#### Position annotation records:

============================================================

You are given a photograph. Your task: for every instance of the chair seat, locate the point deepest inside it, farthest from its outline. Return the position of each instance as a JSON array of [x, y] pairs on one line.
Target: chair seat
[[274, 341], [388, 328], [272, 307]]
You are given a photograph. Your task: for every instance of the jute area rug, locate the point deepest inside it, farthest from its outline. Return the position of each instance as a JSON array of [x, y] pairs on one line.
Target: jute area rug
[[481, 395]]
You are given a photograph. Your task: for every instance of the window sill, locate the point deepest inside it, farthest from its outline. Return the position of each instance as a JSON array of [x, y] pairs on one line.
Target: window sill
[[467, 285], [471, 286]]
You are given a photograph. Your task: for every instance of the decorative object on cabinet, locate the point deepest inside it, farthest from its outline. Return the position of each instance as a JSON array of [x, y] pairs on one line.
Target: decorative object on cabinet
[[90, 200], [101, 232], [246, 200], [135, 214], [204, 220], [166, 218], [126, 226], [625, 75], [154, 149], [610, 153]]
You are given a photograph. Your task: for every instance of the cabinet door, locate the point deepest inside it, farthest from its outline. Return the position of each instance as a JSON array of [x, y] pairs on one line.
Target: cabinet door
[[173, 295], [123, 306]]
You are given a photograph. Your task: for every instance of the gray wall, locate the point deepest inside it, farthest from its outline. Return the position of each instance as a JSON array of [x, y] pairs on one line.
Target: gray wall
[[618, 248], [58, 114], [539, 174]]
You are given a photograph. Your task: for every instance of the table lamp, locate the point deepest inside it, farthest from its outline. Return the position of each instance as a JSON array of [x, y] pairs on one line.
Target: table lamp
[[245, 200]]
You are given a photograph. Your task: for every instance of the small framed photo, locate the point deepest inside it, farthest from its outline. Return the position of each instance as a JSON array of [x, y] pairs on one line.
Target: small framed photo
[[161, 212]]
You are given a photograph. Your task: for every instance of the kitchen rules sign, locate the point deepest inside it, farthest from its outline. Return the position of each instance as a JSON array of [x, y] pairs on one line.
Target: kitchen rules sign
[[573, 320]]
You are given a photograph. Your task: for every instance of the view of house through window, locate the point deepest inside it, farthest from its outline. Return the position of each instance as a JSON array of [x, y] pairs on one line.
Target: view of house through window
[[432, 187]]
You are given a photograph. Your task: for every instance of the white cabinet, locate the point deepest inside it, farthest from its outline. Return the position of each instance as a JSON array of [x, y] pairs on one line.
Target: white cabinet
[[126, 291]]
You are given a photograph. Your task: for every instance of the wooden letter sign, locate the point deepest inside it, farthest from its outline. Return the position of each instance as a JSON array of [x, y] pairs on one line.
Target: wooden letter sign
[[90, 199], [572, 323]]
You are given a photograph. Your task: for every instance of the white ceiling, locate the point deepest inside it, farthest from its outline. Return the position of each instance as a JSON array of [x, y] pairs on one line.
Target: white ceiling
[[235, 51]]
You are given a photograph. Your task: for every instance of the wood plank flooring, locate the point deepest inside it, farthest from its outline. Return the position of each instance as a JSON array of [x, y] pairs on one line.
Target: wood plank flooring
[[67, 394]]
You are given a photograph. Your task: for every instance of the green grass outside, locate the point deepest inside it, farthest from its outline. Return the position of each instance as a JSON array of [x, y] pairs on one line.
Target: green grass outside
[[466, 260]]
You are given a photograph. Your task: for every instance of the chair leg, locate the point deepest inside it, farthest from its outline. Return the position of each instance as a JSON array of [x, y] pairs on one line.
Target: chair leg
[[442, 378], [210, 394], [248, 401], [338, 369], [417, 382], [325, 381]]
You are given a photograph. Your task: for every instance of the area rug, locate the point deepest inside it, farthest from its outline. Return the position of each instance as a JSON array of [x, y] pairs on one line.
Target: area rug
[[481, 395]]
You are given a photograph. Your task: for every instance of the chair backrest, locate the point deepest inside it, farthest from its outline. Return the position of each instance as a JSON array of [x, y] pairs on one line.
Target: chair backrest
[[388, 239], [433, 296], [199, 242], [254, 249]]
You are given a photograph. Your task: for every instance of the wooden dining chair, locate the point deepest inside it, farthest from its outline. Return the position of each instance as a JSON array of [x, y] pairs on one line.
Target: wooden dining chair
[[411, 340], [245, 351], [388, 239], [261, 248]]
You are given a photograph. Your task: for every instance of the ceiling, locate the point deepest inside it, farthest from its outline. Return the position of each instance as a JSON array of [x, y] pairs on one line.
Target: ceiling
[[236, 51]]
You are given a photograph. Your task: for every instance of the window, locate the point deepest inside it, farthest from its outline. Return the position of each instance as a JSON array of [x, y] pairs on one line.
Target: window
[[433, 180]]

============================================================

#### Problem:
The entries above must be returned exactly.

#### Written response:
You are given a photograph. Your task: for every instance of the chair seat, locate the point deepest inside it, farthest from its outline. Return the position of each instance as a JSON array of [x, y] pairs on one line.
Target: chair seat
[[274, 341], [388, 328], [272, 307]]
You are given a photograph. Your task: for every instance of the jute area rug, locate the point deepest inside it, farthest from its outline. Return the position of each instance as a JSON array of [x, y] pairs on one line.
Target: jute area rug
[[481, 395]]
You are given a photograph. Your task: for every instance of the window sill, locate the point deepest inside it, farthest from its outline. Return the position of each instance as a JSON array of [x, y] pairs on one line.
Target: window sill
[[467, 285], [471, 286]]
You are given a photograph. Your task: for every instance of the decorative object on cabinet, locate the point deepest inside it, farthest from its outline. Return the position of each instance as a JSON array of [x, y] pairs on one line.
Target: decorative object on cabinet
[[90, 200], [101, 232], [246, 200], [135, 214], [204, 220], [166, 218], [126, 226], [625, 75], [154, 149], [610, 153]]
You are given a photograph. Your task: for every instance of the cabinet door, locate the point deepest inside it, farthest from its outline. Return the position of each instance as a JSON array of [x, y] pairs on one line.
Target: cabinet door
[[173, 295], [123, 306]]
You are given a photograph. Your task: for every instance of the gray wall, locate the point deepest inside it, farthest from its outline. Return the position of each instance as a JSON array of [x, y] pairs on one line.
Target: gray wall
[[618, 248], [58, 114], [539, 174]]
You are given a photograph. Your task: for every instance of the table lamp, locate the point deepest inside it, farthest from its outline. Return the position of each instance as a JSON array of [x, y] pairs on one line.
Target: table lamp
[[245, 200]]
You are given a photograph. Your task: for every instance of the small framed photo, locate the point deepest inside it, farthest from its outline. Return the position of each instance as a JSON array of [x, y] pairs on one line.
Target: small framed photo
[[161, 212]]
You are given a photograph. Your task: for every instance of the kitchen rules sign, locate the point deepest inside it, farthest from its outline. Return the position of each instance as a JSON array of [x, y] pairs on one line.
Target: kitchen rules sign
[[573, 320]]
You are given a photograph. Your task: for every instance of the view of house through window, locate the point deepest inside it, farthest from its outline. Return the position of each instance as a JSON array of [x, y] pairs on one line.
Target: view of house through window
[[432, 187]]
You are given a photograph. Your task: for every instance of the white cabinet, locate the point deepest inside it, farthest from its outline. Return the position of each instance as a JSON array of [x, y] pairs on one line.
Target: white cabinet
[[126, 291]]
You are given a photograph. Your task: for every instance of the wooden letter sign, locate the point deepest inside it, farthest from its outline. Return the position of each instance as a JSON array of [x, y] pairs on one line.
Target: wooden letter sign
[[90, 199], [572, 323]]
You are given a photograph. Your task: for every instance of the white ceiling, locate the point deepest inside it, farthest from its outline. Return the position of each instance as a JSON array of [x, y] pairs on one line.
Target: white ceiling
[[235, 51]]
You are given a photograph. Your task: for every instance of the wood plank flooring, locate the point deepest inside it, farthest from its outline. Return the position of each instance as a JSON array of [x, y] pairs on one line.
Target: wood plank flooring
[[67, 394]]
You are given a photograph. Your task: for every instance of the green grass outside, locate the point deepest inside it, farthest from its outline. Return the position of each instance as a JSON array of [x, y] pairs on one line.
Target: green grass outside
[[466, 260]]
You are given a photograph. Your task: for every instance of the chair leg, locate the point deepest inside it, farthest from its outline. Return the position of each instance as a JSON array of [x, y] pairs on one line.
Target: chair leg
[[442, 378], [210, 394], [248, 401], [338, 369], [417, 382], [325, 381]]
You are given a photograph. Your task: for every instance of the area rug, locate the point deepest inside it, farthest from its outline. Return the position of each instance as a JSON array of [x, y] pairs on one line.
Target: area rug
[[481, 395]]
You are given a photograph. Your task: for every instance of the chair backrest, locate the point deepest inside it, farthest from its outline. Return the position of each instance as a JSON array of [x, y] pairs on one line.
Target: chair backrest
[[388, 239], [433, 296], [199, 242], [254, 249]]
You are given a photograph. Your task: for every instance of the wooden dining chair, locate the point deepest inside it, farthest from its outline. Return the position of each instance as a JSON array of [x, y] pairs on one line.
Target: wooden dining chair
[[411, 340], [245, 351], [388, 239], [261, 248]]
You are given a photograph. Your task: for every instance of the ceiling, locate the point deepest inside it, farthest from its outline. Return the position of each instance as a JSON array of [x, y] pairs on one line.
Target: ceiling
[[236, 51]]
You are given a photograph. Your task: for every instance of the window, locate the point deepest inside it, farthest from its outline. Return the position of each instance as a JSON array of [x, y] pairs on one line.
Target: window
[[433, 180]]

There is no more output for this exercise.